EXERCISE GOAL: Print, word for word, the part of the fiber package winding text from "The resultant package" to "a high-selvage shape.".

PROVIDED TEXT:
━━━━━━━━━━━━━━━━━━━━
In a spinning process, there is a phenomenon in that the heat generation of a motor of a winder running at a high speed is transmitted to a package via a bobbin shaft to increase the package temperature. Also, the package temperature rises by the heat generated due to the friction between the package and a presser roll. It has been also apparent that, if the package temperature is increased by such causes, the pre-oriented conjugate fiber or drawn conjugate fiber shrinks in the package during the winding.
The shrinkage of the pre-oriented conjugate fiber or drawn conjugate fiber hardly occurs in package-selvage portions (hereinafter referred merely to as selvage portions) in which the fiber is layered to have a high winding hardness, but solely occurs in the fiber layered in the remaining portion (hereinafter referred to as a central portion). As a result, the package is of a high-selvage shape during the winding. Once the high-selvage shape is formed, the selvage portion is alone in contact with the presser roll and the frictional heat is further concentrated to the selvage portion as a winding weight of the package increases.
The resultant package thus wound to have a predetermined diameter is of a so-called high-selvage shape wherein a (winding) diameter of the selvage portion is larger than that of the central portion. FIG. 1 is a schematic illustration of a package in a non-high-selvage shape, and FIG. 2 is a schematic illustration of a package in a high-selvage shape.
The high-selvage shaped package not only has a difference in diameter but also has a large difference in fiber property as described later, such as a thermal characteristic, yarn fineness and the number of crimps, between the selvage portion and the central portion.
In addition, as a winding weight increases, a lateral end surface of the package tends to be bulged outward due to the fiber shrinkage to form a so-called bulge whereby it is impossible to remove the package from the winder.
(i) Difference in Dry Heat Shrinkage Stress Value
The polyester type conjugate fibers in the selvage portion and the central portion of the package are different from each other in dry shrinkage stress value obtained by the measurement of the heat shrinkage stress described later. That is, the dry heat shrinkage stress value of the conjugate fiber in the selvage portion is higher than that of the conjugate fiber in the central portion.
It has been apparent that the difference in heat shrinkage characteristic becomes apparent as a difference in shrinkage or crimpability of a fabric during the dyeing process to cause a drawback of appearance quality such as a tight yarn or a puckering.
(ii) Variation in Yarn Fineness
The variation in yarn fineness of the pre-oriented conjugate fiber or drawn conjugate fiber is a periodic variation corresponding to a fiber length from one of the selvage portions of the package to the other (1 stroke or 2 strokes).
Charts measuring the variation in yarn fineness of the pre-oriented conjugate fiber or drawn conjugate fiber unwound from the package by an evenness tester are shown in FIGS. 3 and 4. FIG. 3 is a chart corresponding to the package of FIG. 1 and FIG. 4 is a chart corresponding to the package of FIG. 2. In the measurement charts, the periodic variation is observed by downward pin-like signals appearing at an equal pitch on a lower yarn fineness side. The existence of the downward signal means that a yarn fineness of the fiber (yarn thickness) at this point in the fiber length direction fluctuates to the smaller side.
━━━━━━━━━━━━━━━━━━━━
DATA RECORDS:
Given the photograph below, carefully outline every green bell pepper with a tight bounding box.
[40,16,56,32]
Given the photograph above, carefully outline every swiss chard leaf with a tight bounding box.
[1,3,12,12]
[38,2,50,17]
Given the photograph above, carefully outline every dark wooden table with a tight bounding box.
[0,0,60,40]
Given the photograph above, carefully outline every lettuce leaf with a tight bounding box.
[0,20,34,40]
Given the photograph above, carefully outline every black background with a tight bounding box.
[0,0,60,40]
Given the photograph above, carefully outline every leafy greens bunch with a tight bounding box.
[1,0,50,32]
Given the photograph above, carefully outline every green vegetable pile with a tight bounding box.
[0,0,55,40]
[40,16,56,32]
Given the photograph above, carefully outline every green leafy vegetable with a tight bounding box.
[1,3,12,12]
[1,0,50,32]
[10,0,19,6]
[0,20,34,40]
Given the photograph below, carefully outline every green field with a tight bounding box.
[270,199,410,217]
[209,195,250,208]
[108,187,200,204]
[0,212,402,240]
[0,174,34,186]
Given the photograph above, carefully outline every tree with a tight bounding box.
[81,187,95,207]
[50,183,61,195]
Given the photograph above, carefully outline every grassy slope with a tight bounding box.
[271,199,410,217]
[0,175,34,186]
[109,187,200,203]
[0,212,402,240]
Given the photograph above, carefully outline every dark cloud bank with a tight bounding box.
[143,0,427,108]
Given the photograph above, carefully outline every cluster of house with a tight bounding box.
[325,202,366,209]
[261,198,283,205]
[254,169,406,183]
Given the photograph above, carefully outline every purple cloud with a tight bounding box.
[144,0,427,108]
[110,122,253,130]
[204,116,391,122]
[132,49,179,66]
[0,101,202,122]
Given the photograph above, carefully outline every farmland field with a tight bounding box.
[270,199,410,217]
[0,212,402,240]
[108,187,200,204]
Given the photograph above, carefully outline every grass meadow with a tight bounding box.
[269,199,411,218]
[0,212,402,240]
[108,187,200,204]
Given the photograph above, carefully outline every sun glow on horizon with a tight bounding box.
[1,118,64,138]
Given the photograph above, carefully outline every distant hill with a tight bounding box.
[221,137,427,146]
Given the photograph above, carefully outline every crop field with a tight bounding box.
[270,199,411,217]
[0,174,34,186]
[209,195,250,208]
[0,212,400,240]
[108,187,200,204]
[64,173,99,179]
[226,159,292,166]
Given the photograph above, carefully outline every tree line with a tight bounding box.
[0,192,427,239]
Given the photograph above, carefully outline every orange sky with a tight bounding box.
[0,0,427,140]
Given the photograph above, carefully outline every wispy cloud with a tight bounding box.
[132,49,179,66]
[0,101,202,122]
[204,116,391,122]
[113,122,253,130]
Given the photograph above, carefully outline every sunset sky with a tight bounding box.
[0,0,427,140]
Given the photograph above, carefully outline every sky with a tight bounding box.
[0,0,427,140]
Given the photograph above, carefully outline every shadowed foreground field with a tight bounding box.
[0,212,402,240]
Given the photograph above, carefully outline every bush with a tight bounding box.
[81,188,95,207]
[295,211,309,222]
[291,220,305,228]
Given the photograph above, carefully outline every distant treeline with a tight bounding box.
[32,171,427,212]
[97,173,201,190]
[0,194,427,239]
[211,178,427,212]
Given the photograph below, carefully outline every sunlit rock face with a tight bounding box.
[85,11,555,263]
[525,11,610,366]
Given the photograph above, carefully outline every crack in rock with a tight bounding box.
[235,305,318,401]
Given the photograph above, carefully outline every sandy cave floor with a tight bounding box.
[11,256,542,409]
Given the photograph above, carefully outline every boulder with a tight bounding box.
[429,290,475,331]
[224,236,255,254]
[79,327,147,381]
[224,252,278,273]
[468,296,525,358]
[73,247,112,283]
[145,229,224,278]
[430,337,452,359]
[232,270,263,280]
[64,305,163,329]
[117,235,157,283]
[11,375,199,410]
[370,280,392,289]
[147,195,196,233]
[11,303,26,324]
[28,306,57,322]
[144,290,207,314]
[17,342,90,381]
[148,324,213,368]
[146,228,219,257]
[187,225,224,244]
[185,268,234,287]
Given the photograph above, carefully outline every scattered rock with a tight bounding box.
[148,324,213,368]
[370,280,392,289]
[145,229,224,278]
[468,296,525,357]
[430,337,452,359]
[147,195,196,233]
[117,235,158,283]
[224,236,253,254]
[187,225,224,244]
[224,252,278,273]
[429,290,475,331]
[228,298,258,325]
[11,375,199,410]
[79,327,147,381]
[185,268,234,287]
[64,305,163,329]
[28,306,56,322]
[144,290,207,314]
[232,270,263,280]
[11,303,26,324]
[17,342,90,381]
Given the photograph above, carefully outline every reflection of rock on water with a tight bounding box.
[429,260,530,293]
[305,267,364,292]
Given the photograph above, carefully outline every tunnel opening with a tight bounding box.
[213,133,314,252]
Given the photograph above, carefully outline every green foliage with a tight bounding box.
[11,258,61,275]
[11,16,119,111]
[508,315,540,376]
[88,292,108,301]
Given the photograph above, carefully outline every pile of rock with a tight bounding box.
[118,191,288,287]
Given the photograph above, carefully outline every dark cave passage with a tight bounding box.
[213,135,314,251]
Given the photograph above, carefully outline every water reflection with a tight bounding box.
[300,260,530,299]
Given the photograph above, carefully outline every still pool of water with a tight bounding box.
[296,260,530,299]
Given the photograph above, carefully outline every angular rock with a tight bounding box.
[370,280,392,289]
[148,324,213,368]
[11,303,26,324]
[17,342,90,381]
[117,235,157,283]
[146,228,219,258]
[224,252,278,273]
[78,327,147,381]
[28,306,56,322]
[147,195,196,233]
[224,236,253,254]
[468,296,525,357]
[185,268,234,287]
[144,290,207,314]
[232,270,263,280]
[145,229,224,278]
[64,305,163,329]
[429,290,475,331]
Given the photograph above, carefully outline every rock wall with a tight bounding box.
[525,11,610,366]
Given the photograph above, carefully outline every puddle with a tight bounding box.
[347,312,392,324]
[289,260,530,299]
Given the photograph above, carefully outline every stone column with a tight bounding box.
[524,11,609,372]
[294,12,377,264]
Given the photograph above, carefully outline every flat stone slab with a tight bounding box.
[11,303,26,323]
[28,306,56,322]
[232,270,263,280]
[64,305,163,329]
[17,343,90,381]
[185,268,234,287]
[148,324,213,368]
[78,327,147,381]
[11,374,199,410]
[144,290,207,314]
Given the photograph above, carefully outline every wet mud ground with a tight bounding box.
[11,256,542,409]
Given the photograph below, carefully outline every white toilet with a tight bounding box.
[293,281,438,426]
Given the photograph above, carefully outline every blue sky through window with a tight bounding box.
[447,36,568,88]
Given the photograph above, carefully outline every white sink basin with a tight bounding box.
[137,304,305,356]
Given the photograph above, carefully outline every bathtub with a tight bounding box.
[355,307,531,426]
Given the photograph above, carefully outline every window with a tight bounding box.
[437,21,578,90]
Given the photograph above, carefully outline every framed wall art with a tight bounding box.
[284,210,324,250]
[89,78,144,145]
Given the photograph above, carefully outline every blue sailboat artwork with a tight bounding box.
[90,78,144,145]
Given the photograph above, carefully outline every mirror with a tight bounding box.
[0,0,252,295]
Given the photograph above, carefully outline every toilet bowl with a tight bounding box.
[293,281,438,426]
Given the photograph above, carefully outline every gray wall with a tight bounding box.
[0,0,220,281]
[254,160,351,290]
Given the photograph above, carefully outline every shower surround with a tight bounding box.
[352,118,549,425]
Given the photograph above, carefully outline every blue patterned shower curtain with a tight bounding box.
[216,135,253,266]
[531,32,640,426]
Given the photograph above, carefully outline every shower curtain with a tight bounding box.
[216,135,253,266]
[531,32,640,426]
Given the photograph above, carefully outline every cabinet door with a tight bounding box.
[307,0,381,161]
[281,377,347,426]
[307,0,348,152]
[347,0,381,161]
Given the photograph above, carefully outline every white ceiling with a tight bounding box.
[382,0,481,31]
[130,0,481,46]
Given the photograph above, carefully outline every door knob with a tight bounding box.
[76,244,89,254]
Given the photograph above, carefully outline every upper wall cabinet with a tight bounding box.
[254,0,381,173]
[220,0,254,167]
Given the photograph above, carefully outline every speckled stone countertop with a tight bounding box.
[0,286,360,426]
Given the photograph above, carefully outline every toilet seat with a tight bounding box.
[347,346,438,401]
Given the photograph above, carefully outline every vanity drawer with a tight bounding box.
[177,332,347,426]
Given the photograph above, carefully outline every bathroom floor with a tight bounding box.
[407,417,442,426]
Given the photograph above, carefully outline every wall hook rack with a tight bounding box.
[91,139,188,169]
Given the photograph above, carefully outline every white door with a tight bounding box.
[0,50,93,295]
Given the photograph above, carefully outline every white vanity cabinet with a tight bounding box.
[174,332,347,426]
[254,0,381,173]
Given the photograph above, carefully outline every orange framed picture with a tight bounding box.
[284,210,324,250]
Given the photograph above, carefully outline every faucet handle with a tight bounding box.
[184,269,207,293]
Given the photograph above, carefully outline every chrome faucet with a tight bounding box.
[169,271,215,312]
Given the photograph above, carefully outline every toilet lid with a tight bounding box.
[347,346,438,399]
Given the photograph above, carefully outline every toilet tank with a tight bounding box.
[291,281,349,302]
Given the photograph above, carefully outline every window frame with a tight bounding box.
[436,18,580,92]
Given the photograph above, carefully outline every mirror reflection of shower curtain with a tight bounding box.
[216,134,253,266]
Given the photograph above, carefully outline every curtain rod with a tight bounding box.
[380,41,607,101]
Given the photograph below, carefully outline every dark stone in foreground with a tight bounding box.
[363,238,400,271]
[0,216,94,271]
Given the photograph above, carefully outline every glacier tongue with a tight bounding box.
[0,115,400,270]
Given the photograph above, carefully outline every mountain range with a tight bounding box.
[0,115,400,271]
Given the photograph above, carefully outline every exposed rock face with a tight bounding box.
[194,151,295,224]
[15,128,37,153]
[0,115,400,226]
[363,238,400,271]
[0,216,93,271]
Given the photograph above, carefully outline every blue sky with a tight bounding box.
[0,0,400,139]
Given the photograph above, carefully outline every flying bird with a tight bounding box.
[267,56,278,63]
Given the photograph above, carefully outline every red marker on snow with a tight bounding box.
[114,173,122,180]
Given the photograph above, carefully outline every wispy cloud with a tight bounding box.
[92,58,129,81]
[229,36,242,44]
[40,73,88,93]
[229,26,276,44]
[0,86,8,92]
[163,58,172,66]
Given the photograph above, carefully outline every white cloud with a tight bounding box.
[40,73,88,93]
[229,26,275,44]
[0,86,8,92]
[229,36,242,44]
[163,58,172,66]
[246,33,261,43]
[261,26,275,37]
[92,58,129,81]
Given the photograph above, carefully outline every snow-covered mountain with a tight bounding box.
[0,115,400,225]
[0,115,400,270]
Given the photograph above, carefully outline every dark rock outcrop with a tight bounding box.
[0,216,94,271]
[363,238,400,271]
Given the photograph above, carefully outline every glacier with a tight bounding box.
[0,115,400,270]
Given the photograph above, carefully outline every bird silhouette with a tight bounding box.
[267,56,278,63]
━━━━━━━━━━━━━━━━━━━━
RESULT FOR THIS EXERCISE:
The resultant package thus wound to have a predetermined diameter is of a so-called high-selvage shape wherein a (winding) diameter of the selvage portion is larger than that of the central portion. FIG. 1 is a schematic illustration of a package in a non-high-selvage shape, and FIG. 2 is a schematic illustration of a package in a high-selvage shape.